HyPar  1.0
Finite-Difference Hyperbolic-Parabolic PDE Solver on Cartesian Grids
blocktridiagLU.c File Reference

Solve block tridiagonal systems using the LU decomposition method. More...

#include <stdlib.h>
#include <stdio.h>
#include <sys/time.h>
#include <string.h>
#include <mpi.h>
#include <tridiagLU.h>
#include <matops.h>

Go to the source code of this file.

Functions

int blocktridiagLU (double *a, double *b, double *c, double *x, int n, int ns, int bs, void *r, void *m)
 

Detailed Description

Solve block tridiagonal systems using the LU decomposition method.

Author
Debojyoti Ghosh

Definition in file blocktridiagLU.c.

Function Documentation

◆ blocktridiagLU()

int blocktridiagLU ( double *  a,
double *  b,
double *  c,
double *  x,
int  n,
int  ns,
int  bs,
void *  r,
void *  m 
)

Solve block tridiagonal (non-periodic) systems of equations using parallel LU decomposition: This function can solve multiple independent systems with one call. The systems need not share the same left- or right-hand-sides. The iterative substructuring method is used in this function that can be briefly described through the following 4 stages:

  • Stage 1: Parallel elimination of the tridiagonal blocks on each processor comprising all points of the subdomain except the 1st point (unless its the 1st global point, i.e., a physical boundary)
  • Stage 2: Elimination of the 1st row on each processor (except the 1st processor) using the last row of the previous processor.
  • Stage 3: Solution of the reduced tridiagonal system that represents the coupling of the system across the processors, using blocktridiagIterJacobi() in this implementation.
  • Stage 4: Backward-solve to obtain the final solution

Specific details of the method implemented here are available in:

More references on this class of parallel tridiagonal solvers:

  • E. Polizzi and A. H. Sameh, "A parallel hybrid banded system solver: The SPIKE algorithm", Parallel Comput., 32 (2006), pp. 177–194.
  • E. Polizzi and A. H. Sameh, "SPIKE: A parallel environment for solving banded linear systems", Comput. & Fluids, 36 (2007), pp. 113–120.

To be done:
(a) Rewrite the part of the entries below that opens with the line containing "# test: pointer marks one dot per instance of the tile" and runs through the end of the entries, both ends included, with nothing else. Reproduce every line, the request lines too, but multiply each coordinate in the answers by 2.6 and round to a whole number, with halves rounding up.
(b) Continue the documentation above on the block tridiagonal LU solver from the point where it stops.

Records for processing:
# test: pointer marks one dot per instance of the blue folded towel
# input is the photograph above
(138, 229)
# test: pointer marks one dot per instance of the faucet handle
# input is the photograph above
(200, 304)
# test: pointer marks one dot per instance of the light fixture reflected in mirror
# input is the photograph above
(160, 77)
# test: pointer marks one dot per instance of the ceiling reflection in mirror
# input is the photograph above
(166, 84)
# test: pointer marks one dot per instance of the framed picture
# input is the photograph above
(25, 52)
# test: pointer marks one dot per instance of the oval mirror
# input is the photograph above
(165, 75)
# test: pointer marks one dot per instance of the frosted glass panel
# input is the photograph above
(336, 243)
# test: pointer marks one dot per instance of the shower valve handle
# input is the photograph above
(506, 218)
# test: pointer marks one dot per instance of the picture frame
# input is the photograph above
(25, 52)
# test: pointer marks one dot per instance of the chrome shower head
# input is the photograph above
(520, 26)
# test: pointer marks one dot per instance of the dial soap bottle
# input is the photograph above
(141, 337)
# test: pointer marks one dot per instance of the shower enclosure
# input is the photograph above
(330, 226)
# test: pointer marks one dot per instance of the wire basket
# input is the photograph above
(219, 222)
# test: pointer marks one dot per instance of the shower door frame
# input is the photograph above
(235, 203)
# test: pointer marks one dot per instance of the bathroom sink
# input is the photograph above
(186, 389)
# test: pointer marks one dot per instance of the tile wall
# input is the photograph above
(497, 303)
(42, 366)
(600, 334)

Final results:
(a)
# test: pointer marks one dot per instance of the tile wall
# input is the photograph above
(1292, 788)
(109, 952)
(1560, 868)

(b)
Array layout: The arguments a, b, and c are local 1D arrays (containing this processor's part of the subdiagonal, diagonal, and superdiagonal) of size (n X ns X bs^2), and x is a local 1D array (containing this processor's part of the right-hand-side, and will contain the solution on exit) of size (n X ns X bs), where n is the local size of the system, ns is the number of independent systems to solve, and bs is the block size. The ordering of the elements in these arrays is as follows:

  • Each block is stored in the row-major format.
  • Blocks of the same row for each of the independent systems are stored adjacent to each other.

For example, consider the following systems:

\begin{equation} \left[\begin{array}{ccccc} B_0^k & C_0^k & & & \\ A_1^k & B_1^k & C_1^k & & \\ & A_2^k & B_2^k & C_2^k & & \\ & & A_3^k & B_3^k & C_3^k & \\ & & & A_4^k & B_4^k & C_4^k \\ \end{array}\right] \left[\begin{array}{c} X_0^k \\ X_1^k \\ X_2^k \\ X_3^k \\ X_4^k \end{array}\right] = \left[\begin{array}{c} R_0^k \\ R_1^k \\ R_2^k \\ R_3^k \\ R_4^k \end{array}\right]; \ \ k= 1,\cdots,ns \end{equation}

where \(A\), \(B\), and \(C\) are matrices of size bs = 2 (say), and let \( ns = 3\). In the equation above, we have

\begin{equation} B_i^k = \left[\begin{array}{cc} b_{00,i}^k & b_{01,i}^k \\ b_{10,i}^k & b_{11,i}^k \end{array}\right], X_i^k = \left[\begin{array}{c} x_{0,i}^k \\ x_{1,i}^k \end{array} \right], R_i^k = \left[\begin{array}{c} r_{0,i}^k \\ r_{1,i}^k \end{array} \right] \end{equation}

Note that in the code, \(X\) and \(R\) are the same array x.

Then, the array b must be a 1D array with the following layout of elements:
[
b_{00,0}^0, b_{01,0}^0, b_{10,0}^0, b_{11,0}^0, b_{00,0}^1, b_{01,0}^1, b_{10,0}^1, b_{11,0}^1, b_{00,0}^2, b_{01,0}^2, b_{10,0}^2, b_{11,0}^2,
b_{00,1}^0, b_{01,1}^0, b_{10,1}^0, b_{11,1}^0, b_{00,1}^1, b_{01,1}^1, b_{10,1}^1, b_{11,1}^1, b_{00,1}^2, b_{01,1}^2, b_{10,1}^2, b_{11,1}^2,
...,
b_{00,n-1}^0, b_{01,n-1}^0, b_{10,n-1}^0, b_{11,n-1}^0, b_{00,n-1}^1, b_{01,n-1}^1, b_{10,n-1}^1, b_{11,n-1}^1, b_{00,n-1}^2, b_{01,n-1}^2, b_{10,n-1}^2, b_{11,n-1}^2
]
The arrays a and c are stored similarly.

The array corresponding to a vector (the solution and the right-hand-side x) must be a 1D array with the following layout of elements:
[
x_{0,0}^0, x_{1,0}^0, x_{0,0}^1, x_{1,0}^1,x_{0,0}^2, x_{1,0}^2,
x_{0,1}^0, x_{1,1}^0, x_{0,1}^1, x_{1,1}^1,x_{0,1}^2, x_{1,1}^2,
...,
x_{0,n-1}^0, x_{1,n-1}^0, x_{0,n-1}^1, x_{1,n-1}^1,x_{0,n-1}^2, x_{1,n-1}^2
]

Notes:

  • This function does not preserve the sub-diagonal, diagonal, super-diagonal elements and the right-hand-sides.
  • The input array x contains the right-hand-side on entering the function, and the solution on exiting it.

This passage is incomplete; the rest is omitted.